*PROBLEM TO SOLVE:* Leave out the pictures and repeat the data exactly.

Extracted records
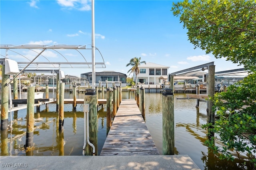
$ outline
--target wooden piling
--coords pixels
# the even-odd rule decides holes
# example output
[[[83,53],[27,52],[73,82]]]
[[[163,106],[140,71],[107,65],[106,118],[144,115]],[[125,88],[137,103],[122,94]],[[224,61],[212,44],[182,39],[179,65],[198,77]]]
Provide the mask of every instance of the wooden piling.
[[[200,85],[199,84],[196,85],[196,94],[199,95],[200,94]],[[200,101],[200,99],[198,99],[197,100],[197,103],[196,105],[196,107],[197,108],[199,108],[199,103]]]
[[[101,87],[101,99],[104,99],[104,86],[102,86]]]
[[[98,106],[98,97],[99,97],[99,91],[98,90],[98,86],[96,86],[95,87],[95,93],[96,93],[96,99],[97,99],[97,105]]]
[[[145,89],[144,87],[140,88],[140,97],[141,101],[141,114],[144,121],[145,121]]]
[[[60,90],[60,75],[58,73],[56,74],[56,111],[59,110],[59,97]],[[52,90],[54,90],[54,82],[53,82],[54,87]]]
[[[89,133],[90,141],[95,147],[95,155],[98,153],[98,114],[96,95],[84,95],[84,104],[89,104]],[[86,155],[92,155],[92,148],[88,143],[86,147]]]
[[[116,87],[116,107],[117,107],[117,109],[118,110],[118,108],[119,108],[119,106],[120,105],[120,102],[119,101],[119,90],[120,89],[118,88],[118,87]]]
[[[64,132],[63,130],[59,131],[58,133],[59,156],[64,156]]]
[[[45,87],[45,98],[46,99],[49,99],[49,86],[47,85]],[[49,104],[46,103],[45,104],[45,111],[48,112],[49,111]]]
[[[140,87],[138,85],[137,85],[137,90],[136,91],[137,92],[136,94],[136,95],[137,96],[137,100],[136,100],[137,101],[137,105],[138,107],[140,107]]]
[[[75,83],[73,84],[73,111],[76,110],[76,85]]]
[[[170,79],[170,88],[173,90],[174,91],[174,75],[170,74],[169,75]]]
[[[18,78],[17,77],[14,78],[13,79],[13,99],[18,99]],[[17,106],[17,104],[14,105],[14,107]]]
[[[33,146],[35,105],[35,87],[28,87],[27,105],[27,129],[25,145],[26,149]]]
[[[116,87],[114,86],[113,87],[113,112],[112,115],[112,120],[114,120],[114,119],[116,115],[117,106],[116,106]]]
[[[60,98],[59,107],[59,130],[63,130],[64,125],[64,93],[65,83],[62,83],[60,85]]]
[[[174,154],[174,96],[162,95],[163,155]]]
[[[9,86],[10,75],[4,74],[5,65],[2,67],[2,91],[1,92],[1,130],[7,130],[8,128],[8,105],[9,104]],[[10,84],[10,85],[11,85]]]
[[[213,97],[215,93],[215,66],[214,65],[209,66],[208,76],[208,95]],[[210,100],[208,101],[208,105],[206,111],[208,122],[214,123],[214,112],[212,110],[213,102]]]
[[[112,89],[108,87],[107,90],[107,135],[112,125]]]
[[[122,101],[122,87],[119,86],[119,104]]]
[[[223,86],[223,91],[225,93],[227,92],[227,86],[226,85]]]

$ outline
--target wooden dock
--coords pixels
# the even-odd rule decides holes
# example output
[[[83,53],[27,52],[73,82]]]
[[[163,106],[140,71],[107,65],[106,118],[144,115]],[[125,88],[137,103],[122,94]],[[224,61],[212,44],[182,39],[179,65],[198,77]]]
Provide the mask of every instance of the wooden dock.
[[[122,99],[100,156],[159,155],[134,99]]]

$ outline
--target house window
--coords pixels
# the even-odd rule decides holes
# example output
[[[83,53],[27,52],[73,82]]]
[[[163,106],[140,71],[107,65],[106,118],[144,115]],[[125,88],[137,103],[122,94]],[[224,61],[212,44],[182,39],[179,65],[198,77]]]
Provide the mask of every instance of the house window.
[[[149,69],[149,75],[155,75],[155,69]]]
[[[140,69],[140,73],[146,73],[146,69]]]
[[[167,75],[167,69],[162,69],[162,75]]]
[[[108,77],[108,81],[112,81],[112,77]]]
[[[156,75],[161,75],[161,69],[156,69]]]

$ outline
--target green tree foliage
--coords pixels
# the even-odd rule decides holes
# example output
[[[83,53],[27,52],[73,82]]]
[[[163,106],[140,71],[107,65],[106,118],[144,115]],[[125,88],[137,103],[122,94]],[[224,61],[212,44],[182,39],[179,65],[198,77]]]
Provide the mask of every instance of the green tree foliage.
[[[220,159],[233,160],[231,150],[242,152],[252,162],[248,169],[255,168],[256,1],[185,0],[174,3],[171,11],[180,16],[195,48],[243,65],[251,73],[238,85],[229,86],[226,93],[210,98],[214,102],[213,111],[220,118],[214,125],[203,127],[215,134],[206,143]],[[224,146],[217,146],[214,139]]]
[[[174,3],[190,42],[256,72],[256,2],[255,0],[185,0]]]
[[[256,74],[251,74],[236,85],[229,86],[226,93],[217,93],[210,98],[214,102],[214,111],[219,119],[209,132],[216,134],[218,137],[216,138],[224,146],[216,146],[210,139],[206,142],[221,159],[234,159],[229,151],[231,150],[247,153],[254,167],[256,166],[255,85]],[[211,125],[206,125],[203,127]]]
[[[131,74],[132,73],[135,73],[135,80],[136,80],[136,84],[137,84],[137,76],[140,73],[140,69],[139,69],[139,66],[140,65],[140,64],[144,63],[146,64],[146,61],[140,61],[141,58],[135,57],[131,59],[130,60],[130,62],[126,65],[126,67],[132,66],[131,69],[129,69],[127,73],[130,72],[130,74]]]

*EXERCISE ANSWER:*
$ outline
--target wooden piling
--coords pixels
# the even-odd rule decides holes
# example output
[[[83,53],[27,52],[73,82]]]
[[[163,106],[140,71],[107,65],[106,118],[144,115]],[[125,88],[137,103],[122,94]],[[224,61],[212,44],[182,39],[179,65],[198,77]]]
Provide the mask of every instance of the wooden piling.
[[[200,85],[199,84],[196,85],[196,94],[199,95],[200,94]],[[200,101],[200,99],[198,99],[197,100],[197,103],[196,105],[196,107],[197,108],[199,108],[199,103]]]
[[[101,87],[101,99],[104,99],[104,86],[102,86]]]
[[[98,106],[98,97],[99,97],[99,91],[98,90],[98,86],[96,86],[95,87],[95,93],[96,93],[96,99],[97,99],[97,105]]]
[[[145,89],[144,87],[140,88],[140,97],[141,101],[141,114],[144,121],[145,121]]]
[[[60,90],[60,75],[58,73],[56,74],[56,111],[59,110],[59,97]],[[52,90],[54,90],[54,82],[53,82],[54,87]]]
[[[89,133],[90,141],[95,147],[95,155],[98,153],[98,114],[96,95],[84,95],[84,104],[89,104]],[[86,155],[92,155],[92,148],[88,143],[86,147]]]
[[[116,87],[116,107],[117,107],[117,109],[118,110],[118,108],[119,108],[119,106],[120,105],[120,102],[119,101],[119,90],[120,89],[118,88],[118,87]]]
[[[64,132],[63,130],[59,131],[58,133],[59,156],[64,156]]]
[[[45,87],[45,98],[46,99],[49,99],[49,86],[47,85]],[[49,104],[46,103],[45,104],[45,111],[48,112],[49,111]]]
[[[140,87],[138,85],[137,85],[137,90],[136,91],[137,92],[136,94],[136,95],[137,96],[137,100],[136,100],[137,101],[137,105],[138,107],[140,107]]]
[[[75,83],[73,84],[73,111],[76,110],[76,85]]]
[[[170,79],[170,88],[173,90],[174,91],[174,75],[170,74],[169,75]]]
[[[18,78],[17,77],[14,78],[13,79],[13,99],[18,99]],[[17,106],[17,104],[14,105],[14,107]]]
[[[33,146],[35,105],[35,87],[28,87],[27,105],[27,129],[25,145],[26,149]]]
[[[116,87],[114,86],[113,87],[113,112],[112,115],[112,120],[114,120],[114,119],[116,115],[117,106],[116,106]]]
[[[60,98],[59,107],[59,130],[63,130],[64,125],[64,93],[65,83],[62,83],[60,85]]]
[[[174,154],[174,96],[162,95],[163,155]]]
[[[9,86],[10,75],[4,74],[5,65],[2,67],[2,91],[1,92],[1,130],[7,130],[8,128],[8,105],[9,104]],[[10,84],[10,85],[11,85]]]
[[[213,97],[215,93],[215,66],[214,65],[209,66],[208,76],[208,95]],[[210,100],[208,101],[208,105],[206,111],[208,122],[214,123],[214,112],[212,110],[213,102]]]
[[[112,89],[108,87],[107,90],[107,135],[112,125]]]
[[[122,101],[122,87],[119,86],[119,104]]]
[[[223,86],[223,91],[225,93],[227,92],[227,86],[226,85]]]

$ outline
--target wooden dock
--coords pixels
# the even-odd rule decides holes
# example output
[[[83,53],[27,52],[73,82]]]
[[[163,106],[140,71],[107,65],[106,118],[144,115]],[[125,88],[137,103],[122,94]],[[224,61],[212,44],[182,39],[179,65],[198,77]]]
Provide the mask of every instance of the wooden dock.
[[[122,99],[100,156],[159,155],[134,99]]]

$ outline
--target house window
--coords pixels
# the even-odd rule decides holes
# example output
[[[83,53],[27,52],[73,82]]]
[[[163,106],[140,71],[107,65],[106,118],[144,115]],[[125,88],[137,103],[122,94]],[[224,61],[212,44],[182,39],[179,65],[198,77]]]
Provide the mask of every instance of the house window.
[[[149,69],[149,75],[155,75],[155,69]]]
[[[140,69],[140,73],[146,73],[146,69]]]
[[[167,75],[167,69],[162,69],[162,75]]]
[[[108,77],[108,81],[112,81],[112,77]]]
[[[156,75],[161,75],[161,69],[156,69]]]

$ outline
--target green tree foliage
--coords pixels
# the even-odd rule decides holes
# example output
[[[83,53],[27,52],[73,82]]]
[[[163,106],[140,71],[107,65],[106,118],[144,115]],[[125,88],[137,103],[122,94]],[[224,61],[212,44],[182,39],[179,65],[198,77]]]
Provide the mask of every instance of the green tree foliage.
[[[220,159],[233,160],[231,150],[242,152],[252,162],[248,169],[255,168],[256,1],[185,0],[174,3],[171,11],[180,16],[195,48],[243,65],[251,73],[238,85],[229,86],[226,93],[210,98],[214,102],[213,111],[220,118],[214,125],[203,127],[215,134],[206,143]],[[224,146],[217,146],[214,139]]]
[[[174,3],[190,42],[256,72],[256,2],[255,0],[185,0]]]
[[[256,74],[251,74],[236,85],[229,86],[226,93],[217,93],[210,98],[214,102],[214,111],[219,119],[209,132],[216,134],[218,137],[216,138],[224,146],[216,146],[210,139],[206,142],[221,159],[234,159],[229,151],[231,150],[247,153],[254,167],[256,166],[255,85]],[[211,125],[206,125],[203,127]]]
[[[131,74],[132,73],[135,73],[135,80],[136,80],[136,84],[137,84],[137,76],[140,73],[140,69],[139,69],[139,66],[140,65],[140,64],[144,63],[146,64],[146,61],[140,61],[141,58],[135,57],[131,59],[130,60],[130,62],[126,65],[126,67],[132,66],[131,69],[129,69],[127,73],[130,72],[130,74]]]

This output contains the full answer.